((
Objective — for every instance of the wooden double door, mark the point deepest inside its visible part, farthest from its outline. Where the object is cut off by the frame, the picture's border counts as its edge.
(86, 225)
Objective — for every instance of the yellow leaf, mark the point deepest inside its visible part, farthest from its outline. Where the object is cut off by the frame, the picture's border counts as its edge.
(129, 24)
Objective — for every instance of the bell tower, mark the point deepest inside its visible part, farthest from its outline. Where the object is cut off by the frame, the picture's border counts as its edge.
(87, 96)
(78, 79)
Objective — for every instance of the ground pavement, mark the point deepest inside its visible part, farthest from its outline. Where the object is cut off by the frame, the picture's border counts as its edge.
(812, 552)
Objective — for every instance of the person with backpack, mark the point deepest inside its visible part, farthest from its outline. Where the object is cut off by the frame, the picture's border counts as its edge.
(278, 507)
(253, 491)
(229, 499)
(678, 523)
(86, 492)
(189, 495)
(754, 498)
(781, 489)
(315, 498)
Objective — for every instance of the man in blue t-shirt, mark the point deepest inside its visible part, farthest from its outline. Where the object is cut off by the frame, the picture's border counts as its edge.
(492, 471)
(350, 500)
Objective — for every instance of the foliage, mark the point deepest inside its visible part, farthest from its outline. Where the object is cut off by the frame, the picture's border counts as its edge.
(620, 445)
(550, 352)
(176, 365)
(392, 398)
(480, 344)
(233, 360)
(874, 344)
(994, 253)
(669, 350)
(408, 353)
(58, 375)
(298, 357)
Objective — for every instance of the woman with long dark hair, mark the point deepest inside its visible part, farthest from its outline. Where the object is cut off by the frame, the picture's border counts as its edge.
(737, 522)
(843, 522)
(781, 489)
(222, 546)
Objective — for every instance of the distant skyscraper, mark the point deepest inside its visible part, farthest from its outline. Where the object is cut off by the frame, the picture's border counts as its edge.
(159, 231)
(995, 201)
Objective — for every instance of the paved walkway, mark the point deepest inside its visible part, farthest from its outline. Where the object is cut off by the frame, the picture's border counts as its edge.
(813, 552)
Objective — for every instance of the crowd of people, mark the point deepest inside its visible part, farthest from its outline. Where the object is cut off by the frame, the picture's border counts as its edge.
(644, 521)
))
Make an exact copy of the records.

[The result]:
Objective — for every instance of the wooden double door, mark the point deepest inside its visible part, farthest from its outline. Where the object is cut off by the frame, the picture's border counts as its edge.
(86, 225)
Objective — for every instance of the yellow leaf, mark the point deepest inside its visible part, farthest from its outline. Where the object is cut off by the frame, the picture's border counts as its edge.
(129, 24)
Objective — for every instance of the bell tower, mark the point deepest inside its visible part, farthest from its outline. Where the object is cut off by the frame, the picture's border counts as its edge.
(87, 96)
(78, 79)
Objective — for every instance of the ground pavement, mark the point deepest inside its visible part, farthest from its outline. Where the object is cut off by the frame, the picture's border counts as its edge.
(812, 552)
Objective — for every instance of the person with backpack, mark the point deepest inside its visible part, farthest from its outline. Where the object is cut off by the frame, the picture's border counts as its edge.
(278, 507)
(253, 491)
(229, 499)
(678, 523)
(86, 492)
(189, 495)
(754, 498)
(781, 489)
(315, 498)
Objective — for every instance of the man in blue t-shirt, mark the point deepest inside its visible part, farthest from its outline. Where the object is cut off by the frame, the picture's border counts as its edge.
(492, 471)
(350, 500)
Objective — for every instance of the foliage, mark the point deepest inside its visible part, farthest from its outline. Where the object is cut off by the frame, the picture's border counts as its edge.
(620, 445)
(550, 352)
(176, 365)
(392, 398)
(480, 344)
(233, 360)
(874, 344)
(994, 253)
(669, 350)
(408, 353)
(58, 375)
(298, 357)
Objective — for every instance of the woman with long dark hair, mark the point deepest inside its visible part, farthest from its outline. Where the object is cut off by the frame, the picture's border counts as its edge.
(737, 522)
(843, 522)
(781, 489)
(222, 546)
Objective — for every instance of the distant skyscraper, mark the point deepest inside its visible part, farthest from its outline. Where the object is cut off by the frame, the picture's border counts as its edge.
(159, 231)
(995, 201)
Objective — for every instance of the paved walkway, mark the point deepest inside its visible part, farthest from its outline. Where the object is cut off by the frame, the picture's border counts as its edge.
(813, 552)
Objective — for every instance of the crowd of people, mark the point deepest inside its visible part, farthest from its outline. Where the object is cut off by the frame, the picture's border counts as its edge.
(644, 521)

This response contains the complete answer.